_REQUIRED WORK_
Copy out each of the following lines word for word, keeping every character and line break as it appears.

Extracts from a box-labeled dataset
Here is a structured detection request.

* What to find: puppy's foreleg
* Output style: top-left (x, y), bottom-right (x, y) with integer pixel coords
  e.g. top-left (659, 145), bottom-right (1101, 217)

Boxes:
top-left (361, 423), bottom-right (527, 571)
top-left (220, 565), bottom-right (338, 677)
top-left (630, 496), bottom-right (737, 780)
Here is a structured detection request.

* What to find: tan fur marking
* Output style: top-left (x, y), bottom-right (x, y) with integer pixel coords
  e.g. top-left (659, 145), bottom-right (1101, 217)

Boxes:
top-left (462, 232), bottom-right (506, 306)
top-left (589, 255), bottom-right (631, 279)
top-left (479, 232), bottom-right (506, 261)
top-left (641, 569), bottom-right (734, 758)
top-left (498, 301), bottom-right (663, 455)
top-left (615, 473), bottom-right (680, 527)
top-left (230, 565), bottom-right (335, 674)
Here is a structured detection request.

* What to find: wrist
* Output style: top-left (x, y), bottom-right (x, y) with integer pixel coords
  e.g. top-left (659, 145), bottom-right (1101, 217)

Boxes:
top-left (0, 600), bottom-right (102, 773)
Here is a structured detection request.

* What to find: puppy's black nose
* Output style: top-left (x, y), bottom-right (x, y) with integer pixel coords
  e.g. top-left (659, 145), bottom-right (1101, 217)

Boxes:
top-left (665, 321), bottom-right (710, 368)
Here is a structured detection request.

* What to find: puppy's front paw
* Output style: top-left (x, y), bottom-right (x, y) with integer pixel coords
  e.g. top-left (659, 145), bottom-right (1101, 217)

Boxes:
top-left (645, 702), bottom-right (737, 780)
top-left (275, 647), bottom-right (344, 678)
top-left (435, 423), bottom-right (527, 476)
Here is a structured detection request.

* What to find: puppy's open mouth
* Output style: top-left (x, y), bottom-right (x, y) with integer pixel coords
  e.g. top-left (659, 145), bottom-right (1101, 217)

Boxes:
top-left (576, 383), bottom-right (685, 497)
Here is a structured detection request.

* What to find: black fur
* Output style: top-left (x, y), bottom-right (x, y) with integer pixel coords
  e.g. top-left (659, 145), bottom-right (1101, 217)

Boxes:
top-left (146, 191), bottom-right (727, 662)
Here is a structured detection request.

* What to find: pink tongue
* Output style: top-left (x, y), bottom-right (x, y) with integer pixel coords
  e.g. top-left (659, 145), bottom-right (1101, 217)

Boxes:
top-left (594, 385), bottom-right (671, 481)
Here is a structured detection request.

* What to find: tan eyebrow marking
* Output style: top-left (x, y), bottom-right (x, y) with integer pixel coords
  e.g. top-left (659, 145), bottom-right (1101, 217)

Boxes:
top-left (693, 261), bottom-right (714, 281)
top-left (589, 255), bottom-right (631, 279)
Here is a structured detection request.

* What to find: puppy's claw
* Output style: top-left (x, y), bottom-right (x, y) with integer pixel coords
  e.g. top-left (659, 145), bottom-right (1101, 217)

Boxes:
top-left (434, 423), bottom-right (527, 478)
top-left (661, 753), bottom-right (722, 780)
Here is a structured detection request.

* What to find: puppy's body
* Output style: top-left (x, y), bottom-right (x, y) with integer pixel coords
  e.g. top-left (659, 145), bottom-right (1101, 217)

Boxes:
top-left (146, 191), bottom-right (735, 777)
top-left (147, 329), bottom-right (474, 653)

_FINAL RESULT_
Here is a structured detection request.

* What to find: puppy's foreleg
* Output style: top-left (x, y), bottom-right (x, y) with integer pixel coords
  e.g. top-left (659, 145), bottom-right (1101, 217)

Boxes:
top-left (361, 423), bottom-right (527, 571)
top-left (220, 565), bottom-right (338, 677)
top-left (630, 496), bottom-right (737, 780)
Here is a structured detection request.

* What to find: tan fur marking
* Output style: top-left (x, y), bottom-right (x, y) with integer pixel coords
  e.g. top-left (659, 145), bottom-right (1101, 217)

Boxes:
top-left (462, 232), bottom-right (506, 306)
top-left (589, 255), bottom-right (631, 279)
top-left (479, 232), bottom-right (506, 261)
top-left (641, 569), bottom-right (734, 758)
top-left (498, 301), bottom-right (663, 455)
top-left (615, 473), bottom-right (680, 527)
top-left (230, 565), bottom-right (335, 674)
Here is a structured detection request.

* What to find: wrist
* Output style: top-left (x, y), bottom-right (x, y) with integer pixel coords
  e.g. top-left (659, 145), bottom-right (1101, 217)

Boxes:
top-left (0, 600), bottom-right (102, 773)
Here is a structured detection request.

* What to find: puppy's black nose
* Output style: top-left (x, y), bottom-right (x, y) with integer pixel coords
  e.g. top-left (659, 145), bottom-right (1101, 217)

Boxes:
top-left (665, 321), bottom-right (710, 368)
Here is a structured detection request.

* What to find: puppy's front paw
* Output style: top-left (x, y), bottom-right (x, y) with integer pixel coords
  e.g. top-left (659, 145), bottom-right (1101, 217)

Boxes:
top-left (645, 702), bottom-right (737, 780)
top-left (275, 647), bottom-right (344, 678)
top-left (435, 423), bottom-right (527, 476)
Here is a structured detection request.

* What to find: puppy's open mouth
* Output style: top-left (x, y), bottom-right (x, y) with integer pixel coords
  e.g. top-left (659, 145), bottom-right (1101, 217)

Boxes:
top-left (576, 383), bottom-right (685, 497)
Here is a structured detection request.

* What to find: black fur
* Output style: top-left (x, y), bottom-right (x, y) with integer pixel coords
  e.g. top-left (659, 145), bottom-right (1101, 217)

Boxes:
top-left (146, 191), bottom-right (727, 662)
Here is a structured detection request.

* What to find: pink tongue
* Output style: top-left (x, y), bottom-right (x, y) with integer pixel coords
  e.g. top-left (659, 145), bottom-right (1101, 217)

Boxes:
top-left (594, 385), bottom-right (671, 481)
Here is a structured detection request.

* What to find: tan eyebrow marking
* Output style: top-left (x, y), bottom-right (x, y) with integer pixel coords
  e.g. top-left (659, 145), bottom-right (1101, 217)

Boxes:
top-left (693, 261), bottom-right (714, 281)
top-left (589, 255), bottom-right (631, 279)
Here is a structured detection request.

* What to find: puppy's claw
* Output style: top-left (x, y), bottom-right (x, y) with integer pixel coords
  e.g. top-left (659, 145), bottom-right (1101, 217)

Boxes:
top-left (434, 423), bottom-right (527, 478)
top-left (661, 753), bottom-right (722, 780)
Here is a structured detection request.

* What to find: puppy's body
* Output style: top-left (x, y), bottom-right (x, y) with integer pixel coords
  e.g. top-left (659, 145), bottom-right (1101, 217)

Boxes:
top-left (146, 191), bottom-right (735, 777)
top-left (147, 329), bottom-right (474, 653)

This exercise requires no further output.